Required work> Copy the following data word for word.

Source data
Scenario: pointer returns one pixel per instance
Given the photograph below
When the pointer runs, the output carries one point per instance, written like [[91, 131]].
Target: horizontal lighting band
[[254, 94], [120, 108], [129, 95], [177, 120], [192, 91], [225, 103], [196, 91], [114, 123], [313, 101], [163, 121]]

Correct output>
Scenario: pointer returns one pixel per instance
Given the photograph below
When the pointer runs, the output carries one point per instance, written like [[91, 131]].
Target: horizontal lighting band
[[254, 94], [120, 108], [129, 95], [177, 120], [192, 91], [225, 103], [196, 91], [114, 123], [313, 101], [163, 121]]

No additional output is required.